• _Written exercise_:
The listing below should be copied in full, word for word.

[Stored data entries]
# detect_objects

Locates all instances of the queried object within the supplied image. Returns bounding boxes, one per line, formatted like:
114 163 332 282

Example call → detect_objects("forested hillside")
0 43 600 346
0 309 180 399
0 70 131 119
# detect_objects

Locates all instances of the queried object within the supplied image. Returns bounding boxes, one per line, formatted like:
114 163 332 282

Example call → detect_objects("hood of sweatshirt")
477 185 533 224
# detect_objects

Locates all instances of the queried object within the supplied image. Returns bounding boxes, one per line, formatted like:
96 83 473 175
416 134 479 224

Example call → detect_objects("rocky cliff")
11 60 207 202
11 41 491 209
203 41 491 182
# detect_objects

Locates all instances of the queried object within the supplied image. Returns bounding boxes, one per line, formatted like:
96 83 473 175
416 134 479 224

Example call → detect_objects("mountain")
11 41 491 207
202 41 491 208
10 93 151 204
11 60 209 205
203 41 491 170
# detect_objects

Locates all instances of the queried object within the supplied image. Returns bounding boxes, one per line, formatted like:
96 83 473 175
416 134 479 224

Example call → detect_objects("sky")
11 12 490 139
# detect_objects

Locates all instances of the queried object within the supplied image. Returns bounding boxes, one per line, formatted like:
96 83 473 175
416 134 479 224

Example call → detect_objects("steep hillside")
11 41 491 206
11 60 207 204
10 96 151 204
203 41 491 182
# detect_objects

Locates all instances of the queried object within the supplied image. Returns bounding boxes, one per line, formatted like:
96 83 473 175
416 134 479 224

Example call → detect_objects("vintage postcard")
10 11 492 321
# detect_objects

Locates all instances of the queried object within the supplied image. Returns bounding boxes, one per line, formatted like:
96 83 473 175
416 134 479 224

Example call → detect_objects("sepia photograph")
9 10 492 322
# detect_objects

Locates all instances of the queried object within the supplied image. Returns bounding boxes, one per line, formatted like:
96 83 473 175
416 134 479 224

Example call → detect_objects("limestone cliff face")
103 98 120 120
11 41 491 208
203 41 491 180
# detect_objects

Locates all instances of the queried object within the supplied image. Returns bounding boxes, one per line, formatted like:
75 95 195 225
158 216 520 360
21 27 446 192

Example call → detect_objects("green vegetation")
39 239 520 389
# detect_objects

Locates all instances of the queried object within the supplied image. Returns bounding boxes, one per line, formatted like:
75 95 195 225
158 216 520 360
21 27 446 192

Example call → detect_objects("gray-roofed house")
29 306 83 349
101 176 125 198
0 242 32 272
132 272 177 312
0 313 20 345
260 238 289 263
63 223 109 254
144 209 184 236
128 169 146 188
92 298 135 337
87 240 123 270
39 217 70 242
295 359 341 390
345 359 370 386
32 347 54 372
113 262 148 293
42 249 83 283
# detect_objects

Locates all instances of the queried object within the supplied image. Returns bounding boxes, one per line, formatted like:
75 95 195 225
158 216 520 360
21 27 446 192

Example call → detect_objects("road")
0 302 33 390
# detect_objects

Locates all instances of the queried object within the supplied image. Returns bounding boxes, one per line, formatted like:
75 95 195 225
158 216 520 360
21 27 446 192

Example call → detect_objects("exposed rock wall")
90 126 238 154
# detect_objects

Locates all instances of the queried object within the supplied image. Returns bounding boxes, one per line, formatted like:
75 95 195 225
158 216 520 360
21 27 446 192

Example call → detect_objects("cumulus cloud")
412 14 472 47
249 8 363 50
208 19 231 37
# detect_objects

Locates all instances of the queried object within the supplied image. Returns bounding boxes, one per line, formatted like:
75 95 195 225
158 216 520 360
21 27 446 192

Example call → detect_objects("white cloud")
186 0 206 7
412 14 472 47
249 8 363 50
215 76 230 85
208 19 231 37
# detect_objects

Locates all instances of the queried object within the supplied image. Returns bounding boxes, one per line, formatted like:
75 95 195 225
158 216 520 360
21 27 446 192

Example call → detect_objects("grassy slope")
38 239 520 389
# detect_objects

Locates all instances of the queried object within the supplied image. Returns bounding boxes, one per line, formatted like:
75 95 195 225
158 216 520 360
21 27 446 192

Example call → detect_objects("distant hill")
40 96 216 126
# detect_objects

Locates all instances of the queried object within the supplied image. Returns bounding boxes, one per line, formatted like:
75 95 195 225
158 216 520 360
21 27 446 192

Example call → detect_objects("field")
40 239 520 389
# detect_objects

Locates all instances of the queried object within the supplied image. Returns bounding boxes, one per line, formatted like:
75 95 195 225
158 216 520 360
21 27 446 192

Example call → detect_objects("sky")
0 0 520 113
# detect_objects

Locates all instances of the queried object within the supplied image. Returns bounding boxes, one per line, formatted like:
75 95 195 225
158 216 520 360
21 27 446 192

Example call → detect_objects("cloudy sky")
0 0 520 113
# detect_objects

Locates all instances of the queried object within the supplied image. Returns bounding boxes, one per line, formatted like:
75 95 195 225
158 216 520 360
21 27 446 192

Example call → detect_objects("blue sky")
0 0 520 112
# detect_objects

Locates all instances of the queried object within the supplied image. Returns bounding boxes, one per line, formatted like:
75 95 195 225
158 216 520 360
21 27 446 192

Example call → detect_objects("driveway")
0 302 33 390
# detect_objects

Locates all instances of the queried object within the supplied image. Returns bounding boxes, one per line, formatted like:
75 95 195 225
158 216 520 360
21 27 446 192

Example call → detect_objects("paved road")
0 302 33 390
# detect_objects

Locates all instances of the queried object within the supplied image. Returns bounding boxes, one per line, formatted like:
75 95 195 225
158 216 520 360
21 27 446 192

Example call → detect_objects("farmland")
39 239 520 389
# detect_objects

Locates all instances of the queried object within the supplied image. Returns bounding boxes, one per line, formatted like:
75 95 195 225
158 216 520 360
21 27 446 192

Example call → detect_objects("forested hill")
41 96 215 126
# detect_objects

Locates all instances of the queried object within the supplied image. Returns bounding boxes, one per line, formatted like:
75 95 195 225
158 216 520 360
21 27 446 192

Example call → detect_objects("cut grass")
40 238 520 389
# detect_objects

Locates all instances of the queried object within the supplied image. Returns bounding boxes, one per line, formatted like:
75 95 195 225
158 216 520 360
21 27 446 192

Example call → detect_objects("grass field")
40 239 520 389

• _Reply to the task_:
# detect_objects

Locates all instances of the queried object within the supplied image. Returns bounding boxes, one per line, formatted like:
114 163 332 282

Example call → detect_objects("forested hillside")
0 43 600 346
0 309 180 399
0 70 131 119
# detect_objects

Locates all instances of the queried object within the supplied image. Returns bounding boxes, one per line, formatted like:
114 163 332 282

Example call → detect_objects("hood of sweatshirt")
477 185 533 224
# detect_objects

Locates all instances of the queried object within the supplied image. Returns bounding boxes, one per line, formatted like:
96 83 473 175
416 134 479 224

Example call → detect_objects("rocky cliff")
11 60 207 202
11 41 491 209
203 41 491 182
# detect_objects

Locates all instances of the queried object within the supplied image. Returns bounding boxes, one per line, formatted like:
96 83 473 175
416 134 479 224

Example call → detect_objects("mountain")
11 41 491 207
202 41 491 208
10 93 151 204
11 60 209 205
203 41 491 170
# detect_objects

Locates all instances of the queried object within the supplied image. Returns bounding boxes, one per line, formatted like:
96 83 473 175
416 134 479 224

Example call → detect_objects("sky")
11 12 490 139
# detect_objects

Locates all instances of the queried object within the supplied image. Returns bounding boxes, one per line, formatted like:
96 83 473 175
416 134 479 224

Example call → detect_objects("steep hillside")
11 41 491 206
11 60 207 204
10 96 151 204
203 41 491 182
# detect_objects

Locates all instances of the queried object within the supplied image. Returns bounding boxes, one per line, formatted like:
96 83 473 175
416 134 479 224

Example call → detect_objects("vintage postcard")
10 11 492 321
# detect_objects

Locates all instances of the queried object within the supplied image. Returns bounding boxes, one per line, formatted like:
96 83 473 175
416 134 479 224

Example call → detect_objects("sepia photograph")
9 10 492 322
# detect_objects

Locates all instances of the queried object within the supplied image. Returns bounding boxes, one per line, formatted like:
96 83 473 175
416 134 479 224

Example call → detect_objects("limestone cliff face")
103 98 120 120
11 41 491 208
203 41 491 180
# detect_objects

Locates all instances of the queried object within the supplied image. Returns bounding boxes, one per line, formatted like:
75 95 195 225
158 216 520 360
21 27 446 192

Example call → detect_objects("green vegetation")
39 239 520 389
# detect_objects

Locates all instances of the queried object within the supplied image. Returns bounding boxes, one per line, formatted like:
75 95 195 225
158 216 520 360
21 27 446 192

Example call → detect_objects("gray-roofed house")
29 306 83 349
101 176 125 198
0 242 32 272
132 272 177 312
0 313 20 345
260 238 289 263
63 223 109 254
144 209 184 236
128 169 146 188
92 298 135 337
87 240 123 270
39 217 70 242
295 359 341 390
345 359 370 386
32 347 54 372
113 262 148 293
42 249 83 283
# detect_objects

Locates all instances of the queried object within the supplied image. Returns bounding boxes, one per line, formatted like:
75 95 195 225
158 216 520 360
21 27 446 192

Example call → detect_objects("road")
0 302 33 390
# detect_objects

Locates all instances of the queried object within the supplied image. Returns bounding boxes, one per line, formatted like:
75 95 195 225
158 216 520 360
21 27 446 192

Example call → detect_objects("exposed rock wall")
90 126 238 154
# detect_objects

Locates all instances of the queried object within the supplied image. Returns bounding boxes, one per line, formatted like:
75 95 195 225
158 216 520 360
21 27 446 192

Example call → detect_objects("cumulus cloud")
412 14 472 47
249 8 363 50
208 19 231 37
# detect_objects

Locates all instances of the queried object within the supplied image. Returns bounding boxes, one per line, formatted like:
75 95 195 225
158 216 520 360
21 27 446 192

Example call → detect_objects("white cloud")
186 0 206 7
412 14 472 47
249 8 363 50
215 76 230 85
208 19 231 37
# detect_objects

Locates all instances of the queried object within the supplied image. Returns bounding boxes, one per line, formatted like:
75 95 195 225
158 216 520 360
21 27 446 192

Example call → detect_objects("grassy slope")
38 239 520 389
# detect_objects

Locates all instances of the queried object within the supplied image. Returns bounding boxes, one per line, formatted like:
75 95 195 225
158 216 520 360
21 27 446 192

Example call → detect_objects("distant hill")
40 96 216 126
# detect_objects

Locates all instances of the queried object within the supplied image. Returns bounding boxes, one per line, formatted like:
75 95 195 225
158 216 520 360
21 27 446 192

Example call → detect_objects("field")
40 239 520 389
# detect_objects

Locates all instances of the queried object within the supplied image. Returns bounding boxes, one per line, formatted like:
75 95 195 225
158 216 520 360
21 27 446 192

Example call → detect_objects("sky")
0 0 520 113
# detect_objects

Locates all instances of the queried object within the supplied image. Returns bounding boxes, one per line, formatted like:
75 95 195 225
158 216 520 360
21 27 446 192

Example call → detect_objects("cloudy sky")
0 0 520 113
# detect_objects

Locates all instances of the queried object within the supplied image. Returns bounding boxes, one per line, formatted like:
75 95 195 225
158 216 520 360
21 27 446 192

Example call → detect_objects("blue sky")
0 0 520 112
# detect_objects

Locates all instances of the queried object within the supplied image. Returns bounding boxes, one per line, formatted like:
75 95 195 225
158 216 520 360
21 27 446 192

Example call → detect_objects("driveway")
0 302 33 390
# detect_objects

Locates all instances of the queried object within the supplied image. Returns bounding boxes, one per line, formatted like:
75 95 195 225
158 216 520 360
21 27 446 192

Example call → detect_objects("paved road")
0 302 33 390
# detect_objects

Locates all instances of the queried object within the supplied image. Returns bounding boxes, one per line, formatted like:
75 95 195 225
158 216 520 360
21 27 446 192

Example call → detect_objects("farmland")
39 239 520 389
# detect_objects

Locates all instances of the queried object within the supplied image. Returns bounding boxes, one per line, formatted like:
75 95 195 225
158 216 520 360
21 27 446 192

Example call → detect_objects("forested hill")
41 96 215 126
# detect_objects

Locates all instances of the queried object within the supplied image. Returns bounding boxes, one per line, formatted like:
75 95 195 225
158 216 520 360
21 27 446 192

Example call → detect_objects("cut grass")
40 238 520 389
# detect_objects

Locates all instances of the queried object within the supplied image. Returns bounding boxes, one per line, formatted like:
75 95 195 225
158 216 520 360
21 27 446 192

Example call → detect_objects("grass field")
40 239 520 389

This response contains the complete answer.